§ **BRANO DA LEGGERE**:
^^^^^^^^

L'obbedienza
1 - Valore dell'obbedienza nella vita cristiana e nella vita consacrata
2 - La croce della disobbedienza
3 - Tesi dei progressisti
4 - Tesi dei conservatori
5 - Miti dei progressisti
6 - Il nostro compito e la natura interpersonale dell'Obbedienza
7 - Obbedienza e dogma trinitario - cristologico
8 - Amore di sé e Amore di Dio
9 - La virtù dell'Obbedienza e le virtù teologali
10 - Cristo si manifesta nel prossimo
11 - Problemi relativi alla Conferenza di settembre
L'incontro di oggi, ed in parte gli incontri futuri, tratteranno il tema dell'obbedienza, per l'importanza che essa ha nella vita cristiana in generale e nella vita consacrata in particolare.
Infatti, là dove non c'è obbedienza come valore preminente non esiste né vita cristiana né tanto meno vita consacrata.
Il tema dell'obbedienza è uno dei più discussi e dei più respinti nel mondo d'oggi.
Noi dobbiamo, come sempre, trarre il bene dal male, in base alla parola dell'Apostolo, che ci ha spronati in questa direzione, garantendoci che tutte le cose cooperano per coloro che amano Dio.
Quindi dobbiamo fare un duplice sforzo di fermezza e di fedeltà all'obbedienza e nello stesso tempo di presa di coscienza di tutti i frastornamenti, di tutte le deviazioni che tale problema ha generato, in modo da trarne uno stimolo ad approfondire il nostro impegno e il nostro apprezzamento.
Oggi, per essere obbedienti, dobbiamo portare la croce di tutti coloro che sostengono la disobbedienza, così come Gesù ha preso su di sé i nostri peccati e le nostre contraddizioni.
Crisi della Chiesa, Scuola, Famiglia
Il problema dell'obbedienza ha posto in crisi la Chiesa o vasti settori di essa, le istituzioni civili, la famiglia e la scuola
Le due ali estreme della Chiesa
Oggi si usa, anche se a torto, dividere gli schieramenti dei vari organismi in un'ala progressista e in un'ala conservatrice e reazionaria.

^^^^^^^^

Prosegui il testo sull'obbedienza riportato sopra, partendo subito dopo la sua ultima frase.

[Voci elencate in un dataset]

^^^^^^^^

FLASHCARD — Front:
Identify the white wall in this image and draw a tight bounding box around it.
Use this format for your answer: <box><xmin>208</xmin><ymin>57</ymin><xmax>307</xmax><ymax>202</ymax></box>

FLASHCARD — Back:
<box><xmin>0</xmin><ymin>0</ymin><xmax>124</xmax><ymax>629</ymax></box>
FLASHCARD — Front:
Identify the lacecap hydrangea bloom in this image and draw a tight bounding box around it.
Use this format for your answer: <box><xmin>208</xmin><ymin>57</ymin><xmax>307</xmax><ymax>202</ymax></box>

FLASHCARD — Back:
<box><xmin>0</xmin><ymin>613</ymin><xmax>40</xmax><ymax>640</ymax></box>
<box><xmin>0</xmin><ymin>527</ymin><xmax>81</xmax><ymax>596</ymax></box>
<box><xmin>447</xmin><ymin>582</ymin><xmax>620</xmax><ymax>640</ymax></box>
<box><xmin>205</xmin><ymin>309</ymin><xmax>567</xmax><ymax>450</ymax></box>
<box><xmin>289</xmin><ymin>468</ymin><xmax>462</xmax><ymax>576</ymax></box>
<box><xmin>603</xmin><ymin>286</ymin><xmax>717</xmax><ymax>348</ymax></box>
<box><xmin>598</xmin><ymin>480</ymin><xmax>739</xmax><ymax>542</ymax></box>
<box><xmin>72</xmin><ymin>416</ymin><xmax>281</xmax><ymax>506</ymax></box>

^^^^^^^^

§ **RISPOSTA AL COMPITO**:
Così nella Chiesa si tenta di individuare intorno ad un centro moderato che cerca di mediare, le due ali estreme: i conservatori e i progressisti, le cui posizioni contengono ugualmente errori circa il modo di concepire l'obbedienza.
Esaminiamo, per una ricerca e senza la pretesa di definire categorie in senso assoluto, gli errori dei progressisti, che sembrano i più tenaci nemici dell'obbedienza.
Su giornali e riviste cattoliche per esempio, appaiono articoli con titoli di questo genere: "La virtù della disobbedienza".
Quali sono i motivi avanzati contro l'obbedienza dalla schieramento progressista?
Obbedire significherebbe:
1) una subordinazione riduttiva dell'uomo all'uomo; Un uomo che rinuncia ad essere di serie A per diventare di serie B, un uomo che si fa di serie B per subordinarsi ad un uomo di serie A;
2) subire la situazione, quindi rinunciare a modificarla, a trasformarla, a innovarla, soggiacere alla situazione stessa;
3) rinunciare ad essere quello che è giusto e bello essere per scienza propria, riducendo l'uomo alla irresponsabilità.
Disgraziatamente, ad avvallare queste interpretazioni, che di fatto esistono, anche se non in linea di principio, vi sono fatti clamorosi, come l'obbedienza degli aguzzini dei "Lager" nazisti, quella dell'aviatore che ha massacrato una città.
Dal punto di vista psicologico l'obbedienza favorirebbe l'immaturità e dal punto di vista sociale ,'irresponsabilità.
La psicanalisi
La psicanalisi, i cui fondamenti teorici sono contrari alla obbedienza, denuncia, in campo psicologico, le frustrazioni e le alienazioni dovute al soggiacere obbedenziale dell'individuo al super ego, cioè al dettato della comunità, alle norme del costume vigente.
La Sociologia, in campo sociale, accusa l'obbedienza di prestarsi allo sfruttamento dell'uomo.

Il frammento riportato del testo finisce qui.